PROBLEM TO WORK ON: Going line by line through the records below, count those containing the word "roof", then give only the count.

DATA RECORDS:
※
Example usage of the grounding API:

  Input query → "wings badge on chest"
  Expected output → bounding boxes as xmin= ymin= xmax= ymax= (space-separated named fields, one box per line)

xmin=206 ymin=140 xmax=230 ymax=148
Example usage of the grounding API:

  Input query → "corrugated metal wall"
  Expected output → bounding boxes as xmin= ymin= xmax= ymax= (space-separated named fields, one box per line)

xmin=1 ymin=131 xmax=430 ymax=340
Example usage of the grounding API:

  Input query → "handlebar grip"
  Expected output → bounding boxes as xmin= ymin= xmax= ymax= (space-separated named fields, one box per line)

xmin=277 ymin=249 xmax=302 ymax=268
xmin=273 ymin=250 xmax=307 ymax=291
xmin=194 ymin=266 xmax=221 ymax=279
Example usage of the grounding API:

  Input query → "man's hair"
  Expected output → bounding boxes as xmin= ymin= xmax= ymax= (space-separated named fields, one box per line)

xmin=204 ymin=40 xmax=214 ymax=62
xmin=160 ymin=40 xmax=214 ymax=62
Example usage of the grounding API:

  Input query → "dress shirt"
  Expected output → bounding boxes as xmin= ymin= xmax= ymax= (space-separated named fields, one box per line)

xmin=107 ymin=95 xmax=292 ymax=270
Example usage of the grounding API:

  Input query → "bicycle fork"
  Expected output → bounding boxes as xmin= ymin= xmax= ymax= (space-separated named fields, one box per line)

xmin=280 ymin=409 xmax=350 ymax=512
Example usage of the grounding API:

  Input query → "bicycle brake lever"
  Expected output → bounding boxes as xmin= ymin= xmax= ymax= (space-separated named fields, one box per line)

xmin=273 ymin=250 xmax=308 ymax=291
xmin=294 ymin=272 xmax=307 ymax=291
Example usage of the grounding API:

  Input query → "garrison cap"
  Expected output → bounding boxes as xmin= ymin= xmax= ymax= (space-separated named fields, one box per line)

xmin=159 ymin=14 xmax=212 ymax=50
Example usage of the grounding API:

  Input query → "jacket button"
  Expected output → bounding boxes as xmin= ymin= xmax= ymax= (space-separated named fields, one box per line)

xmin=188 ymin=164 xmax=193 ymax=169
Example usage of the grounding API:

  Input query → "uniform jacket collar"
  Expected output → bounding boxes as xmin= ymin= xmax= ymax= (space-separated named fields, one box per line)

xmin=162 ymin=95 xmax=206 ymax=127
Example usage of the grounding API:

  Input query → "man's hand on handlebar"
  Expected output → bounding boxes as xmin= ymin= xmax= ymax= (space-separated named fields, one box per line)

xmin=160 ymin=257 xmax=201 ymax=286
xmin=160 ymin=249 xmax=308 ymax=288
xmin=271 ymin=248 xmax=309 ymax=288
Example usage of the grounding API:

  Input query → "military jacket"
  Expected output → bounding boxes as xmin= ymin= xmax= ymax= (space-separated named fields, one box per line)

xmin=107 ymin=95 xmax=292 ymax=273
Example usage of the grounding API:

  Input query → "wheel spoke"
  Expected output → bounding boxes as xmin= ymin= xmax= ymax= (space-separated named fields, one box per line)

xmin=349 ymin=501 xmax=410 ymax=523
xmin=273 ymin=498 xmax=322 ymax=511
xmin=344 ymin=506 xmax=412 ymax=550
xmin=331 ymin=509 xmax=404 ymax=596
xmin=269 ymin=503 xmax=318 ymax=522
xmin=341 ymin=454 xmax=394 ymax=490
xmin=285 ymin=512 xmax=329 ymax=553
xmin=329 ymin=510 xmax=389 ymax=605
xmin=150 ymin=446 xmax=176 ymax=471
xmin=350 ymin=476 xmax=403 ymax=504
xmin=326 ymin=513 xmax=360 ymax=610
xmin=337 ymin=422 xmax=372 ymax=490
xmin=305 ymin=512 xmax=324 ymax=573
※
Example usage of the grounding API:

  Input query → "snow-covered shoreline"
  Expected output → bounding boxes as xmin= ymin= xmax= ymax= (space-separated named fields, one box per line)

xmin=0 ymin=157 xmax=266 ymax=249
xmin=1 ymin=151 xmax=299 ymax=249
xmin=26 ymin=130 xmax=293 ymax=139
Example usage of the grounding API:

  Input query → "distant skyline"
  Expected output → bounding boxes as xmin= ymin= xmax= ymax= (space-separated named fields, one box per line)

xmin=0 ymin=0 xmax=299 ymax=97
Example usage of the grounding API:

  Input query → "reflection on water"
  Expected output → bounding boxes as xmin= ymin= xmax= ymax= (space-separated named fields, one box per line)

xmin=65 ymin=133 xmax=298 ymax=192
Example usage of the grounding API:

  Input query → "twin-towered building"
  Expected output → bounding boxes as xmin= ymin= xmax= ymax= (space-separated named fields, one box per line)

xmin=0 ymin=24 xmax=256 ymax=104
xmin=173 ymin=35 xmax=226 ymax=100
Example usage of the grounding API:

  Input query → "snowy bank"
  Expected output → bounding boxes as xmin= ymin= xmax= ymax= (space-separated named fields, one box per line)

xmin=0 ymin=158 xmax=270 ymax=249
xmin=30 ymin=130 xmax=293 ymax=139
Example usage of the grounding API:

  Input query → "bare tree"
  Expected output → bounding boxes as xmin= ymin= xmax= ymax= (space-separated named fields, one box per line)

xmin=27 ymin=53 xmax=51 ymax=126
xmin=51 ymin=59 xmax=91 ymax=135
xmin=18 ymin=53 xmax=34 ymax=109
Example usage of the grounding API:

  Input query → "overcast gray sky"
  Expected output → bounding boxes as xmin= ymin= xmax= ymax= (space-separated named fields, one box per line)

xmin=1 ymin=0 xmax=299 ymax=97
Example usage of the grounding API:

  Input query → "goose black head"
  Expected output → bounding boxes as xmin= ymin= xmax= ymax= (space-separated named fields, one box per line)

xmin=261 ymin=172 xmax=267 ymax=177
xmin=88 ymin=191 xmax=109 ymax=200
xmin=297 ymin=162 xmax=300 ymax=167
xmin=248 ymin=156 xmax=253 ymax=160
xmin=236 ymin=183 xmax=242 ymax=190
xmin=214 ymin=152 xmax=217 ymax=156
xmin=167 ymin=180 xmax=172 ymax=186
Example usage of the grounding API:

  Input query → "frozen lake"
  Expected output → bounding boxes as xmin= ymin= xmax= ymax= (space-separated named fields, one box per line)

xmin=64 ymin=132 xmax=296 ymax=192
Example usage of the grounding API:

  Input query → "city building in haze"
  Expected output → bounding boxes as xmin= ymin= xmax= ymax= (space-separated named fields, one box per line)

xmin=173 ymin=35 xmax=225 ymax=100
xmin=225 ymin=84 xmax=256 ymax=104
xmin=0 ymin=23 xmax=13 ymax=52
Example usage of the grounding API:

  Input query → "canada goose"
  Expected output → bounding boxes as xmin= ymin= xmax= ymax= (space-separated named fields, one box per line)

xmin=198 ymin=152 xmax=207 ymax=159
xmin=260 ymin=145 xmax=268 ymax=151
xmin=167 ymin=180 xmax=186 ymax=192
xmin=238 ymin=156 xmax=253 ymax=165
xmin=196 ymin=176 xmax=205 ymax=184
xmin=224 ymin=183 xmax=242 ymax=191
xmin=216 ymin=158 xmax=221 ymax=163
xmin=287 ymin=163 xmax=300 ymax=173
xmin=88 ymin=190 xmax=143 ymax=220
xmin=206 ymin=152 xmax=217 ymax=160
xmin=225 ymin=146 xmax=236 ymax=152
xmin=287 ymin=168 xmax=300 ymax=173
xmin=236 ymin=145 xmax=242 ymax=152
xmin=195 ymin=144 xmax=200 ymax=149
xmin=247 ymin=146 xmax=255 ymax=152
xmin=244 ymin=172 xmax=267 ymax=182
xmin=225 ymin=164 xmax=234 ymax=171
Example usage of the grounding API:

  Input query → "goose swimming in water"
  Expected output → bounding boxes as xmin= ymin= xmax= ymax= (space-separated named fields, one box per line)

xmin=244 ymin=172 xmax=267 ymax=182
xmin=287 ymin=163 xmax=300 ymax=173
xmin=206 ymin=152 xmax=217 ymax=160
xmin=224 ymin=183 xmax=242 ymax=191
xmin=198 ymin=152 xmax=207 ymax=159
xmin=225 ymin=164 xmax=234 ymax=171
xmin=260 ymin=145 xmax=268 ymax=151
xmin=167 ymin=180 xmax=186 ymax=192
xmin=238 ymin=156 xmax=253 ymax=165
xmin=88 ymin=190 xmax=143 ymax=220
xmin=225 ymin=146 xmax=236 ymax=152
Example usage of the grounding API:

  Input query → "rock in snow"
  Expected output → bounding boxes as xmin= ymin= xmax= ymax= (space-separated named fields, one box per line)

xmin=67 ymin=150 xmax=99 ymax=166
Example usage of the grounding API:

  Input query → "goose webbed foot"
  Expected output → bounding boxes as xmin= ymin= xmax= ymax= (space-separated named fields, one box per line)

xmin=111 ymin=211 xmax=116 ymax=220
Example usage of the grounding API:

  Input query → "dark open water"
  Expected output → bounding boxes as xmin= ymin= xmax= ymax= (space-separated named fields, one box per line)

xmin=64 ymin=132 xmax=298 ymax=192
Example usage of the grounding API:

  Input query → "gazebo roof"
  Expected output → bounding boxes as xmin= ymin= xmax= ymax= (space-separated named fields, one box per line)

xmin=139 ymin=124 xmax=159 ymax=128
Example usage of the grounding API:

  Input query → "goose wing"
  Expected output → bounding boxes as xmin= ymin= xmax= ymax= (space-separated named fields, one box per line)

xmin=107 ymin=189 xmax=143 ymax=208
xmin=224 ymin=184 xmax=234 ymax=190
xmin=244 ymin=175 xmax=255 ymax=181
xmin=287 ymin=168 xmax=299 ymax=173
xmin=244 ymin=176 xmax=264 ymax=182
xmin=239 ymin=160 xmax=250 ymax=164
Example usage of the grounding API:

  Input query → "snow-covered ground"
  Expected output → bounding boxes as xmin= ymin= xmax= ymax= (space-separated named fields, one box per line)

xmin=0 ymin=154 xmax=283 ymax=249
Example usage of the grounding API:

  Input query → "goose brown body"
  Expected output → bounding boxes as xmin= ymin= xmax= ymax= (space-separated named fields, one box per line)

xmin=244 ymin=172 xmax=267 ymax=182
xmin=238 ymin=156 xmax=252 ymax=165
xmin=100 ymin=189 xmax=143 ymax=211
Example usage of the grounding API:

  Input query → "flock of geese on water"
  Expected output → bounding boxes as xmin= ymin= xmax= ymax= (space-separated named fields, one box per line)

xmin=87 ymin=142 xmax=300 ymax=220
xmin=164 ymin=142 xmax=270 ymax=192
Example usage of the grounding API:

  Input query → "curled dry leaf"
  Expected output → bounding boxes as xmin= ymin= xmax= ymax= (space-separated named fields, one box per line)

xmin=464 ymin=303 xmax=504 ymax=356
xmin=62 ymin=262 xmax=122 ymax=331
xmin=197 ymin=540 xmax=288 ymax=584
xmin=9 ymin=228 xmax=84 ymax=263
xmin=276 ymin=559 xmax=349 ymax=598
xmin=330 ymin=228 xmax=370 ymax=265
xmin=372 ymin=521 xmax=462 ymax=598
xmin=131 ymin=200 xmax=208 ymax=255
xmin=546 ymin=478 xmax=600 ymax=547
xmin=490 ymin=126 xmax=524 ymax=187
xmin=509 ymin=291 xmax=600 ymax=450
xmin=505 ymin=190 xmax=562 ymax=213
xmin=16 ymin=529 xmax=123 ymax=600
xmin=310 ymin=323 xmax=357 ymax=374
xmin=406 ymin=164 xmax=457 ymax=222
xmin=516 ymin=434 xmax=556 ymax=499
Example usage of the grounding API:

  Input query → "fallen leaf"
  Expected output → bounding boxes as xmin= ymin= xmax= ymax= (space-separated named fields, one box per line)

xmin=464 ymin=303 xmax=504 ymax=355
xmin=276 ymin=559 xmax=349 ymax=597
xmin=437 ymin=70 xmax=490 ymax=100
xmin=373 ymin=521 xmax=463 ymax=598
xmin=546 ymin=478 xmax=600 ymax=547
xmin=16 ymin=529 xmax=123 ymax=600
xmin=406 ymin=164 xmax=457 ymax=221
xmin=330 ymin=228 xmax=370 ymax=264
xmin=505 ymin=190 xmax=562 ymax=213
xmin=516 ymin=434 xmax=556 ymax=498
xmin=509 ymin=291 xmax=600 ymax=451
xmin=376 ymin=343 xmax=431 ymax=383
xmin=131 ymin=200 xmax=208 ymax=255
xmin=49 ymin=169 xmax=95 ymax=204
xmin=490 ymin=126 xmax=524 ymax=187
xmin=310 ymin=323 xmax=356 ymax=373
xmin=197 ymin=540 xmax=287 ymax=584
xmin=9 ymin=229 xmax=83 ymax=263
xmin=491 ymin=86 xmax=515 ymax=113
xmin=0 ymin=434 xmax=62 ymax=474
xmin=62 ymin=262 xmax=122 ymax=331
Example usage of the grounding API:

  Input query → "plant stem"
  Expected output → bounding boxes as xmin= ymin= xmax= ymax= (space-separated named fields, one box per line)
※
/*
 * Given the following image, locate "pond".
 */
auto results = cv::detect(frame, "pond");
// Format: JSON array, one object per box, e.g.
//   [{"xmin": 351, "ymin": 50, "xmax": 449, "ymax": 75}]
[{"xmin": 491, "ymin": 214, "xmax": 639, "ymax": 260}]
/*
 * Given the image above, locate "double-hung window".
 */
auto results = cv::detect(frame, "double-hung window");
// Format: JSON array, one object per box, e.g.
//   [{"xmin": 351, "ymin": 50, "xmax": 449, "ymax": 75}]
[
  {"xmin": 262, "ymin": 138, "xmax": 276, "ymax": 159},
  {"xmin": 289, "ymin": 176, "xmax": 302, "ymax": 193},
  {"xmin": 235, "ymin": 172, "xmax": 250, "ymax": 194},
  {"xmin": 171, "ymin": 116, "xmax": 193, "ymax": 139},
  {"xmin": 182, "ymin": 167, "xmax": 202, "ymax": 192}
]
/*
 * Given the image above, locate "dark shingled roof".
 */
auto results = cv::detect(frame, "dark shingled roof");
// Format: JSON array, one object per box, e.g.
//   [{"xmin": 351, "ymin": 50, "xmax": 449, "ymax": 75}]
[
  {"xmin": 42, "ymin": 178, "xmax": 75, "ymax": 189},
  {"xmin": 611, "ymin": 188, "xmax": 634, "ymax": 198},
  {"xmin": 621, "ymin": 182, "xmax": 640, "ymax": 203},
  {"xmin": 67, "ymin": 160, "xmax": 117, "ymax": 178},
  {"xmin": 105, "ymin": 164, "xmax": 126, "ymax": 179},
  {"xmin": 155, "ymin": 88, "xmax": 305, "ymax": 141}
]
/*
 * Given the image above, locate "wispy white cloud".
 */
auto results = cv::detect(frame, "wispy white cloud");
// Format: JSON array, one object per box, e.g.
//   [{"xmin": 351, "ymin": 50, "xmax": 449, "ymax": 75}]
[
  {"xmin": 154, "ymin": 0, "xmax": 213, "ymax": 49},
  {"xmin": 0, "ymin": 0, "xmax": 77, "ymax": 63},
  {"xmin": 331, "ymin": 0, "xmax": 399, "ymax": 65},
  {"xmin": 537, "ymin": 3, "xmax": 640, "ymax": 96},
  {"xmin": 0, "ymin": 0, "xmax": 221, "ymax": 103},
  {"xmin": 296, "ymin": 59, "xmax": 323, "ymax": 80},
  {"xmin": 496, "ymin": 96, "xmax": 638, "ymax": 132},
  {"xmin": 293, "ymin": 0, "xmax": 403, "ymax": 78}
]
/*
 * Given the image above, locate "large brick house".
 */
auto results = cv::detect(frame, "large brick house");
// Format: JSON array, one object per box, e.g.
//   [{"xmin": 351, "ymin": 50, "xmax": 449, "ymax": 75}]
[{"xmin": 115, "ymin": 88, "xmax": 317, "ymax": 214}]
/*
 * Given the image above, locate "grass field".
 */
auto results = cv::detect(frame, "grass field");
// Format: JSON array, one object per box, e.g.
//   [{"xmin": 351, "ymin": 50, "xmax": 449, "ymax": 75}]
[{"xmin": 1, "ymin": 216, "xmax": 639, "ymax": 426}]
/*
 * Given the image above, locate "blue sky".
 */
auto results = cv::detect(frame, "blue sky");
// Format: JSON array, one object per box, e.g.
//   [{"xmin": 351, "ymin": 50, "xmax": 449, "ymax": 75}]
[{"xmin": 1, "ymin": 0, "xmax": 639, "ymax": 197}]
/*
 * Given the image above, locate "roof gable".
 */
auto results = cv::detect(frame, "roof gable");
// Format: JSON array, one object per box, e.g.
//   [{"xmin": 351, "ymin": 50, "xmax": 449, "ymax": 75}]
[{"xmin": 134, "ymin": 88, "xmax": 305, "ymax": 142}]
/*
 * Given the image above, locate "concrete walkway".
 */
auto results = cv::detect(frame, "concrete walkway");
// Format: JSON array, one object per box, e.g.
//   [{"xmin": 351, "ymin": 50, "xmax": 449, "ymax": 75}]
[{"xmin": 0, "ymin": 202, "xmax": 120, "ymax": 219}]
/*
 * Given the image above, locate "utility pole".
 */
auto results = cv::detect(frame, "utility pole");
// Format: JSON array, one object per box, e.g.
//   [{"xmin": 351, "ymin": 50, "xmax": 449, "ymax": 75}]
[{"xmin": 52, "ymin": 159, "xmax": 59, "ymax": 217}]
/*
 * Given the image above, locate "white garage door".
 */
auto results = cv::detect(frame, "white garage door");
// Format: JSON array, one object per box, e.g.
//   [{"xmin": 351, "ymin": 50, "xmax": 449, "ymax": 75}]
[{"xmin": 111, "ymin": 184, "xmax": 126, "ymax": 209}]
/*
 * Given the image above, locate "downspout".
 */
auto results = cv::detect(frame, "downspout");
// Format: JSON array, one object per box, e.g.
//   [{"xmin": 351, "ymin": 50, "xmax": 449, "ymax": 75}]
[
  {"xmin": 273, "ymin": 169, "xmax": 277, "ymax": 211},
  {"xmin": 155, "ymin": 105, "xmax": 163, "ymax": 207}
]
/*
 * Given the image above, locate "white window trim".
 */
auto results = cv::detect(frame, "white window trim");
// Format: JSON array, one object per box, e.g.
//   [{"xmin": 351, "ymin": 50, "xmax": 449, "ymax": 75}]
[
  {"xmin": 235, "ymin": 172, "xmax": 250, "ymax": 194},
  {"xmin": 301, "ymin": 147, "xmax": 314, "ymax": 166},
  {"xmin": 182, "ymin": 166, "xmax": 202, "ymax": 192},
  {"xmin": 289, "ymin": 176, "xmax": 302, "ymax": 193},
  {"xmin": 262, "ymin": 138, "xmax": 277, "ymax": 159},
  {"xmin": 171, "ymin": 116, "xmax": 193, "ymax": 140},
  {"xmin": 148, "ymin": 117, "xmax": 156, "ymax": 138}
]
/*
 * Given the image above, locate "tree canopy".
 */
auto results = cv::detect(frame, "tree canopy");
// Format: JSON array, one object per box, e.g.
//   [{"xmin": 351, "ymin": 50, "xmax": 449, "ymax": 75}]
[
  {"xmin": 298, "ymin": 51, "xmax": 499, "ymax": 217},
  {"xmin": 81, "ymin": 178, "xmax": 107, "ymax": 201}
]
※
OUTPUT FOR THIS TASK: 5